Lista de tarefas —
**a)** Diga se cada afirmação a seguir está de acordo com o texto sobre modelagem de clima e responda sim ou não, citando literalmente as palavras do texto que decidem a questão: (i) a conclusão de que o El Niño causa secas na Amazônia depende de modelos de clima; (ii) antes da Revolução Industrial havia 280 ppmv de CO2 na atmosfera; (iii) o valor para a alta sensibilidade climática é de 6,2 graus.
**b)** Substitua "Amazônia" por "floresta amazônica" no trecho do texto sobre modelagem de clima que abre com as palavras "Hoje se sabe" e fecha com "Bastam 50%?", e escreva o trecho resultante.

Trecho do texto —
----------
A modelagem de clima avançou muito desde o último relatório do IPCC em 2001, mas variáveis importantes ainda existem entre as diferentes abordagens. Um avanço é que hoje eles concordam que o aumento do efeito estufa criará as chamadas “condições tipo El Niño”. Ou seja, o aquecimento da superfície da água no Oceano Pacífico, gatilho para eventos do El Niño. A ocorrência de “condições tipo El Niño” difere de eventos do El Niño em si, relacionados com secas e inundações em diferentes locais ao redor do mundo.
Hoje se sabe que o El Niño causa secas na Amazônia, e essa conclusão não depende de modelos de clima. Sempre que as águas superficiais do Pacífico esquentam, há secas e incêndios florestais na Amazônia, como ocorreu em 1982, 1997/1998 e 2003. A relevância dos resultados de qualquer modelo para a Amazônia, portanto, depende da inclusão de uma representação realística desse efeito. Se há modelos que indicam aquecimento da água no Pacífico sem maiores efeitos na Amazônia, isto não significa que a Amazônia esteja mais segura, mas que ainda falta incluir algo nos modelos.
Bastam 50%?
A interpretação dos resultados dos modelos de clima depende de outra consideração básica. Para gerar temperaturas simuladas, os modelos usam a chamada “sensibilidade climática” – a média de aumento da temperatura da superfície global, acima de níveis pré-industriais, se a concentração de CO2 na atmosfera fosse o dobro da préindustrial. Antes da Revolução Industrial havia 280 partes por milhão por volume (ppmv) de CO2 na atmosfera, e hoje já são 383 ppmv. Estima-se que a concentração dobre em relação ao nível pré-industrial antes de 2070 caso não haja a mitigação das emissões.
O valor mais provável para a sensibilidade climática, e que alimentou os cenários do IPCC, é um pouco abaixo de 3 graus. “Mais provável” significa, porém, que há uma probabilidade de 50% de que o verdadeiro valor seja menor, assim como uma chance de 50% de que seja maior. O valor para a “alta sensibilidade climática” – que significa que há 95% de certeza de incluir o valor verdadeiro – é de 6,2 graus, segundo uma revisão dos dados sobre a reação do clima às variações na concentração de CO2 ao longo da história geológica.
----------
Itens listados em um conjunto de dados:
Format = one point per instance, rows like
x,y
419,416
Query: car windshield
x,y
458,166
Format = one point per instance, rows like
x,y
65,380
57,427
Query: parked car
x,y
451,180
----------
Resolução das tarefas —
**a)**
(i) Não: "essa conclusão não depende de modelos de clima".
(ii) Sim: "Antes da Revolução Industrial havia 280 partes por milhão por volume (ppmv) de CO2 na atmosfera".
(iii) Sim: "O valor para a “alta sensibilidade climática” – que significa que há 95% de certeza de incluir o valor verdadeiro – é de 6,2 graus".

**b)**
Hoje se sabe que o El Niño causa secas na floresta amazônica, e essa conclusão não depende de modelos de clima. Sempre que as águas superficiais do Pacífico esquentam, há secas e incêndios florestais na floresta amazônica, como ocorreu em 1982, 1997/1998 e 2003. A relevância dos resultados de qualquer modelo para a floresta amazônica, portanto, depende da inclusão de uma representação realística desse efeito. Se há modelos que indicam aquecimento da água no Pacífico sem maiores efeitos na floresta amazônica, isto não significa que a floresta amazônica esteja mais segura, mas que ainda falta incluir algo nos modelos.
Bastam 50%?